Goal of the exercise ▸
Render the material between the lines holding "In[2]: # Find the car" and "278,116 -> 290,122", inclusive, as a Markdown table with the columns Row and Line, leaving out blank lines.

==== The data ====

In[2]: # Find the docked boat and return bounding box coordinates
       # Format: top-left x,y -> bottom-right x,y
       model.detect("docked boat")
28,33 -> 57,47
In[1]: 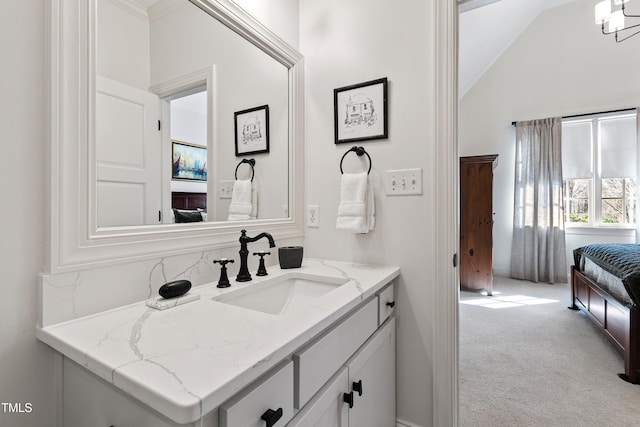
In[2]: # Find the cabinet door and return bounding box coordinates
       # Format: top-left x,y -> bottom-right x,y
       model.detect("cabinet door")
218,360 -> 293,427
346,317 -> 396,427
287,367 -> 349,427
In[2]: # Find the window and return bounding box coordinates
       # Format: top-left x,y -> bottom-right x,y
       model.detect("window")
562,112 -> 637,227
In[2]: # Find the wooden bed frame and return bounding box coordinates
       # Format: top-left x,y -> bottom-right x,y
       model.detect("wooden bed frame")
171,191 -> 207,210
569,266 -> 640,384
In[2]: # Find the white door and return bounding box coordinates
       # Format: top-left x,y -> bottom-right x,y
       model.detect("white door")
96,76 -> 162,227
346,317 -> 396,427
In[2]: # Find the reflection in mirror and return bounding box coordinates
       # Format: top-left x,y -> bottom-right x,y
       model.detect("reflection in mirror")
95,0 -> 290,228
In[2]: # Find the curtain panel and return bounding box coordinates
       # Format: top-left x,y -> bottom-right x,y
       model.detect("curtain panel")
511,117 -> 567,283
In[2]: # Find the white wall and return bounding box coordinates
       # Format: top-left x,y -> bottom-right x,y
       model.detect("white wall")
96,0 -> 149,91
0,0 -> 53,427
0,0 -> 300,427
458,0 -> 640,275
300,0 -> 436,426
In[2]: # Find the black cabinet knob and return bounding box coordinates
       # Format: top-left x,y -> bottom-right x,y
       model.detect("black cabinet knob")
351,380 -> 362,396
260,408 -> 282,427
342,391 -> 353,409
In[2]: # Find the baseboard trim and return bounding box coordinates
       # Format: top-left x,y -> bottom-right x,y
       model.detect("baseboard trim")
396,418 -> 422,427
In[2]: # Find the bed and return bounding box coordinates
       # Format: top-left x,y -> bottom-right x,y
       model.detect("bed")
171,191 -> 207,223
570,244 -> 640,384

====
==== The data ====

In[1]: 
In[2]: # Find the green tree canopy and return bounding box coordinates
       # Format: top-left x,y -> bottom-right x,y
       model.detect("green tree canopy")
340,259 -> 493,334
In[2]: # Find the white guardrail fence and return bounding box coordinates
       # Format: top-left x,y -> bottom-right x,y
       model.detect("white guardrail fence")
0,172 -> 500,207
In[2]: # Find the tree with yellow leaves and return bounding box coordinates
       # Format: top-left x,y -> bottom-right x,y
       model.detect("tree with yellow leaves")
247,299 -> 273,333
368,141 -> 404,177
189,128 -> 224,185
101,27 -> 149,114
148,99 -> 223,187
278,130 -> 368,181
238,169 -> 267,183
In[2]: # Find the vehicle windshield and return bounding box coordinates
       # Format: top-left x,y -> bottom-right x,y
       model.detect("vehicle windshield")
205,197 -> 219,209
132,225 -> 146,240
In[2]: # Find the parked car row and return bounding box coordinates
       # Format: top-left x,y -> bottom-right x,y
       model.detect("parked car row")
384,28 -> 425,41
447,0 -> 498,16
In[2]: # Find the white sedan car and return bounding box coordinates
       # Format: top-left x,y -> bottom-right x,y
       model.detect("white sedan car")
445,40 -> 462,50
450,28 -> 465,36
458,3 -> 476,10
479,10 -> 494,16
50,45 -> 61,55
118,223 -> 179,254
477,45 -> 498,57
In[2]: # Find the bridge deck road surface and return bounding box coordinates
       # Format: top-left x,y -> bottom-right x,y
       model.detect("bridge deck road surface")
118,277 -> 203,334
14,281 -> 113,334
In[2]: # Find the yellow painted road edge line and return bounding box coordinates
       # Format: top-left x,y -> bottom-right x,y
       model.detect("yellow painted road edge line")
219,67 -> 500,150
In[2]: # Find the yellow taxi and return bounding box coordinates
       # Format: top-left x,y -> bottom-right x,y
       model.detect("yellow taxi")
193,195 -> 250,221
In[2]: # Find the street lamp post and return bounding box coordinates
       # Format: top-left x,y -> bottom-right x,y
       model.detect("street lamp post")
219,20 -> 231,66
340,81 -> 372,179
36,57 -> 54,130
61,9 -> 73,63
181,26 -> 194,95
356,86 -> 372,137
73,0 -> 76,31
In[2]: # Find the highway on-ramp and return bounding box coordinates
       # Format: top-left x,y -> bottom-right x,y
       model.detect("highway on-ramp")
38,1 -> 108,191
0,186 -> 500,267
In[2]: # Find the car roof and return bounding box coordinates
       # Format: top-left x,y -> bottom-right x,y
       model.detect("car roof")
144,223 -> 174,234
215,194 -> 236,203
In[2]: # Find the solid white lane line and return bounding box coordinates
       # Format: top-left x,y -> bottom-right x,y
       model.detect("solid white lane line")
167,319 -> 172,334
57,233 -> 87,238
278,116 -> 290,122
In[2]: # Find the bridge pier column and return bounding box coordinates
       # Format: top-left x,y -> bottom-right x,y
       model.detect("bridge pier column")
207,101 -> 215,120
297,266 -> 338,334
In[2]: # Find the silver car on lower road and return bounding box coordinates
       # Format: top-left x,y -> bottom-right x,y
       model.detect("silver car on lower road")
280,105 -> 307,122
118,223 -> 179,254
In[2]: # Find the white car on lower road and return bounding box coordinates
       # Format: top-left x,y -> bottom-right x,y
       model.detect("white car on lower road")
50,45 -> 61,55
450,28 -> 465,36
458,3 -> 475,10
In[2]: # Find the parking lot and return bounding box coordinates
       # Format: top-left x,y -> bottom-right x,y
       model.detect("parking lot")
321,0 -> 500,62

====
==== The data ====

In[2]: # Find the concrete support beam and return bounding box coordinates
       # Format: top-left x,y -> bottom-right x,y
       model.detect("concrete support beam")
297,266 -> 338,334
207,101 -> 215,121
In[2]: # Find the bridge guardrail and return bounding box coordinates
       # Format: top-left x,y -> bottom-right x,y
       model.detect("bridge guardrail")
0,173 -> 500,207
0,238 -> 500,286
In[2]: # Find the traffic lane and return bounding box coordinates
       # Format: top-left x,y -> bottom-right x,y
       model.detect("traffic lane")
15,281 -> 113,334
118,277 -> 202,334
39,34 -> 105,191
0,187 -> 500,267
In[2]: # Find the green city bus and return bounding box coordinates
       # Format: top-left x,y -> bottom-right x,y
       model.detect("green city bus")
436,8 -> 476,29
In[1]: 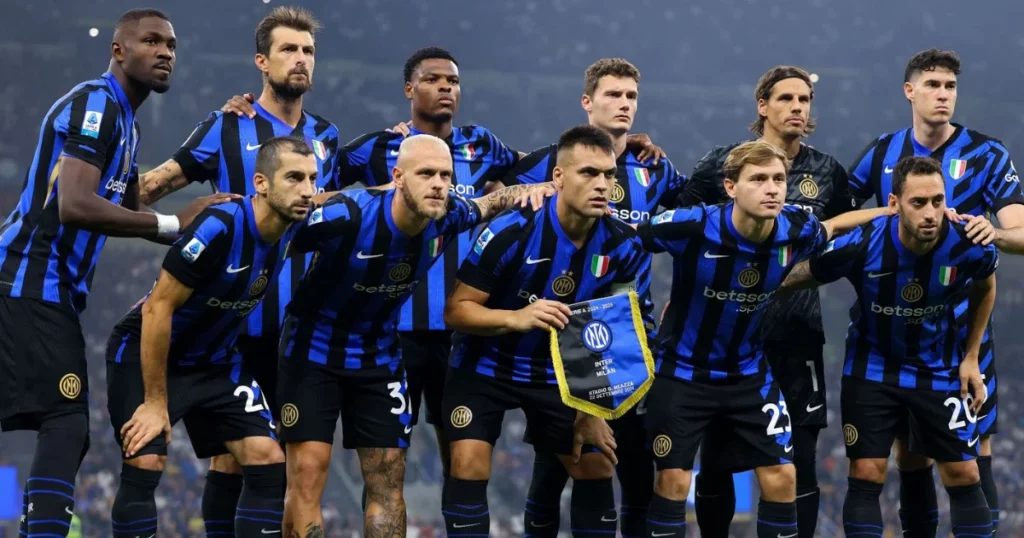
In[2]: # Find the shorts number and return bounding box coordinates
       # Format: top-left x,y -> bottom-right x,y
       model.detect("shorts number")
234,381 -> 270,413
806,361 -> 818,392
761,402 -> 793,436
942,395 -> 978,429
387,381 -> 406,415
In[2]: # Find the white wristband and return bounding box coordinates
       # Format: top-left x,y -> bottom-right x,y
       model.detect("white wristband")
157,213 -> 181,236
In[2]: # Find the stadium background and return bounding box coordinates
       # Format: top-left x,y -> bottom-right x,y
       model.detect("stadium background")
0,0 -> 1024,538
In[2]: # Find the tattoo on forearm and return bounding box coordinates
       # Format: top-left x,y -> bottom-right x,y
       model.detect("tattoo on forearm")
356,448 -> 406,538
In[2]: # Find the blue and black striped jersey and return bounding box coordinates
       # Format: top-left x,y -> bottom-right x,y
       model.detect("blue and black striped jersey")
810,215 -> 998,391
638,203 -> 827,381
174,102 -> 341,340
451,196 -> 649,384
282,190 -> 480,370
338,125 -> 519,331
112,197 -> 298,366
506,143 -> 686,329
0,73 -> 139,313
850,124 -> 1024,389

====

Task answer ▸
| Row | Line |
|---|---|
| 1 | In[2]: # Find the car roof and return bounding box coordinates |
| 2 |        # Format: top-left x,y -> bottom-right x,y |
| 3 |        model.detect("car roof") |
| 4 | 144,223 -> 174,234 |
| 5 | 215,194 -> 236,203 |
| 6 | In[2]: # Find the solid white lane line and return bounding box coordinates |
| 7 |        # Format: top-left x,y -> bottom-right x,y |
| 8 |        model.detect("solid white lane line") |
| 9 | 167,319 -> 172,334 |
| 10 | 57,233 -> 87,238 |
| 11 | 278,116 -> 290,122 |